*Instructions for the task*: Repeat only the lines below from the one containing "--format='one SVG document" through the one containing "Trace the outline", inclusive, exactly as written.
Source material START
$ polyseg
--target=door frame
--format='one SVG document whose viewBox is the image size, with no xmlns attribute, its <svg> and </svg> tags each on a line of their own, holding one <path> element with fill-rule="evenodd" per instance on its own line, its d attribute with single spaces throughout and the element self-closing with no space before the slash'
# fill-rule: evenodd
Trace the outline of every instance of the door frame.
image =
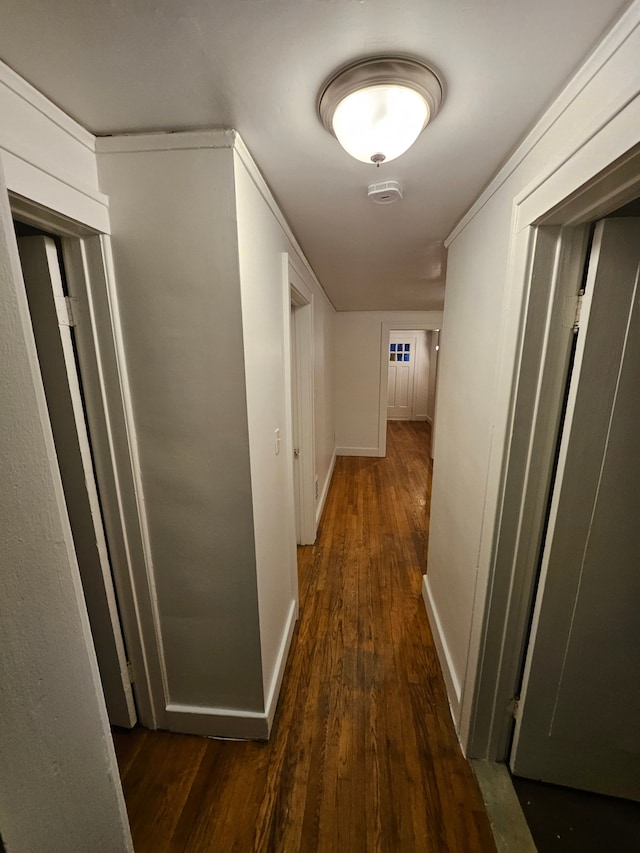
<svg viewBox="0 0 640 853">
<path fill-rule="evenodd" d="M 567 375 L 566 325 L 551 323 L 563 308 L 558 285 L 582 276 L 591 223 L 640 196 L 640 145 L 613 161 L 606 146 L 596 154 L 583 159 L 581 169 L 569 159 L 513 203 L 511 292 L 497 386 L 499 407 L 508 412 L 505 452 L 499 463 L 492 460 L 487 482 L 498 520 L 495 535 L 483 537 L 481 547 L 480 563 L 484 556 L 489 567 L 487 600 L 476 600 L 474 608 L 460 714 L 460 738 L 471 758 L 508 758 L 564 405 L 564 384 L 563 393 L 558 384 L 563 369 L 565 382 Z M 571 312 L 571 301 L 564 308 Z M 544 417 L 525 428 L 527 413 L 541 406 Z"/>
<path fill-rule="evenodd" d="M 61 262 L 59 246 L 60 241 L 44 232 L 18 236 L 31 328 L 109 722 L 132 728 L 138 718 L 90 440 L 91 395 L 79 370 L 76 332 L 86 325 L 86 317 L 79 316 L 86 306 L 71 296 L 77 292 L 73 284 L 65 295 L 64 281 L 69 278 L 65 273 L 72 265 Z"/>
<path fill-rule="evenodd" d="M 290 255 L 284 254 L 285 276 L 285 409 L 287 412 L 287 441 L 285 444 L 290 466 L 290 488 L 299 545 L 313 545 L 316 541 L 316 484 L 315 484 L 315 429 L 314 429 L 314 353 L 313 353 L 313 292 L 296 269 Z M 291 352 L 291 306 L 295 306 L 296 351 Z M 293 356 L 293 359 L 292 359 Z M 292 372 L 295 361 L 295 375 Z M 293 382 L 295 381 L 295 387 Z M 298 459 L 299 489 L 294 486 L 293 469 L 293 412 L 300 456 Z M 296 506 L 296 494 L 298 502 Z M 296 537 L 297 538 L 297 537 Z"/>
<path fill-rule="evenodd" d="M 391 347 L 391 345 L 394 343 L 391 340 L 391 335 L 396 331 L 397 331 L 397 329 L 392 329 L 391 332 L 389 332 L 389 347 Z M 416 335 L 413 338 L 413 353 L 411 355 L 411 358 L 413 358 L 413 365 L 412 365 L 412 373 L 411 373 L 412 383 L 411 383 L 411 405 L 410 405 L 410 410 L 409 410 L 409 417 L 408 418 L 391 418 L 391 419 L 389 418 L 389 390 L 388 390 L 388 386 L 387 386 L 387 420 L 408 420 L 408 421 L 412 421 L 412 420 L 414 420 L 415 415 L 416 415 L 416 411 L 415 411 L 416 410 L 416 376 L 418 373 L 418 368 L 420 367 L 420 364 L 419 364 L 420 359 L 418 356 L 418 335 L 420 334 L 420 332 L 422 332 L 422 329 L 411 329 L 411 331 L 416 332 Z M 398 332 L 398 334 L 402 335 L 403 333 Z M 409 333 L 407 332 L 406 333 L 407 337 L 408 337 L 408 334 Z M 426 335 L 427 333 L 425 332 L 424 334 Z M 390 372 L 389 365 L 391 363 L 392 362 L 390 360 L 390 352 L 389 352 L 389 350 L 387 350 L 387 371 L 388 372 Z M 398 364 L 398 363 L 399 362 L 396 362 L 396 364 Z"/>
<path fill-rule="evenodd" d="M 61 238 L 69 292 L 77 300 L 78 365 L 138 719 L 157 728 L 165 694 L 110 239 L 11 192 L 8 202 L 14 218 Z"/>
<path fill-rule="evenodd" d="M 380 325 L 380 385 L 378 392 L 378 456 L 387 455 L 387 399 L 389 395 L 389 338 L 391 332 L 438 332 L 442 322 L 427 323 L 416 320 L 383 320 Z M 436 422 L 437 400 L 433 410 Z"/>
<path fill-rule="evenodd" d="M 583 702 L 576 702 L 571 691 L 566 692 L 567 676 L 573 681 L 575 690 L 578 683 L 588 681 L 589 673 L 596 679 L 601 678 L 609 669 L 607 661 L 611 657 L 600 655 L 598 658 L 597 651 L 594 656 L 595 647 L 589 654 L 579 644 L 577 659 L 585 669 L 579 682 L 575 678 L 571 679 L 571 658 L 573 654 L 575 665 L 578 648 L 573 642 L 574 617 L 577 614 L 574 607 L 580 608 L 579 602 L 582 601 L 584 605 L 587 600 L 582 597 L 583 580 L 588 575 L 589 563 L 592 569 L 594 565 L 588 557 L 588 551 L 594 545 L 592 528 L 594 524 L 602 525 L 603 510 L 610 517 L 609 502 L 618 500 L 618 483 L 611 489 L 609 481 L 609 494 L 606 497 L 601 487 L 607 479 L 607 470 L 610 474 L 615 472 L 614 477 L 619 475 L 619 466 L 610 467 L 609 451 L 614 447 L 610 438 L 615 434 L 616 420 L 629 417 L 629 409 L 621 408 L 620 405 L 624 399 L 620 391 L 624 393 L 625 382 L 627 397 L 622 405 L 637 408 L 635 383 L 632 383 L 629 393 L 627 359 L 635 359 L 640 364 L 640 351 L 636 348 L 634 355 L 630 343 L 634 331 L 635 334 L 638 332 L 637 325 L 631 331 L 631 323 L 637 323 L 638 320 L 636 303 L 639 299 L 637 275 L 640 218 L 631 216 L 619 218 L 614 214 L 613 219 L 599 220 L 585 263 L 585 294 L 576 335 L 575 358 L 567 387 L 566 414 L 558 440 L 557 470 L 551 484 L 548 520 L 541 543 L 540 580 L 536 584 L 532 629 L 527 640 L 524 679 L 509 766 L 518 776 L 544 780 L 545 774 L 548 774 L 548 781 L 554 781 L 555 784 L 576 788 L 584 786 L 586 790 L 596 793 L 640 799 L 637 773 L 630 772 L 633 762 L 627 764 L 625 769 L 626 762 L 622 756 L 619 754 L 619 760 L 614 758 L 616 752 L 622 753 L 623 748 L 610 741 L 593 744 L 593 749 L 589 749 L 584 736 L 580 735 L 581 726 L 576 720 L 576 716 L 581 714 Z M 622 255 L 625 251 L 629 255 L 621 260 L 620 251 Z M 618 275 L 620 286 L 614 287 L 612 277 Z M 615 297 L 611 296 L 611 289 L 616 291 Z M 585 413 L 585 404 L 591 406 L 588 415 Z M 640 409 L 636 415 L 640 417 Z M 636 422 L 635 419 L 631 420 L 631 423 Z M 591 446 L 595 437 L 597 447 Z M 620 440 L 619 433 L 617 440 Z M 592 451 L 588 454 L 589 458 L 585 458 L 585 441 Z M 577 450 L 578 445 L 580 450 Z M 624 504 L 633 507 L 634 502 L 627 500 Z M 602 532 L 602 526 L 600 530 Z M 601 537 L 595 538 L 602 543 Z M 611 542 L 608 539 L 605 541 L 609 545 L 605 549 L 608 558 Z M 562 556 L 559 558 L 560 553 Z M 571 555 L 575 561 L 573 566 L 567 565 L 567 558 L 571 561 Z M 623 596 L 628 596 L 628 583 L 629 575 L 626 573 L 618 576 L 618 585 L 613 578 L 606 579 L 606 586 L 614 584 L 612 588 L 616 588 L 618 594 Z M 598 615 L 601 597 L 600 590 L 590 599 L 590 605 L 595 606 L 595 611 L 592 611 L 595 616 Z M 560 608 L 563 617 L 560 621 L 559 601 L 563 602 Z M 636 633 L 635 630 L 633 633 Z M 598 649 L 600 646 L 598 642 Z M 633 655 L 637 660 L 640 645 L 632 644 L 630 647 L 634 648 Z M 619 681 L 618 673 L 617 678 L 611 679 L 608 689 L 603 687 L 601 691 L 613 697 L 616 717 L 621 708 L 628 710 L 624 693 L 616 695 Z M 566 698 L 563 699 L 561 694 Z M 563 705 L 567 700 L 573 703 L 571 715 L 567 714 L 566 705 Z M 584 710 L 589 713 L 588 708 Z M 614 729 L 619 728 L 620 721 L 611 725 Z M 579 748 L 581 743 L 582 748 Z M 584 752 L 592 752 L 593 755 L 585 759 L 582 757 Z M 603 758 L 605 755 L 607 758 Z M 592 773 L 587 769 L 589 767 L 597 768 L 596 772 Z"/>
</svg>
Source material END
*Exercise output*:
--format='one SVG document whose viewBox is the image size, with no xmlns attribute, its <svg> and </svg> tags each on a line of their own, holding one <path> element with fill-rule="evenodd" per instance on its own line, its d attribute with single spaces throughout and the element self-closing with no space before the slash'
# fill-rule: evenodd
Trace the outline of every instance of the door frame.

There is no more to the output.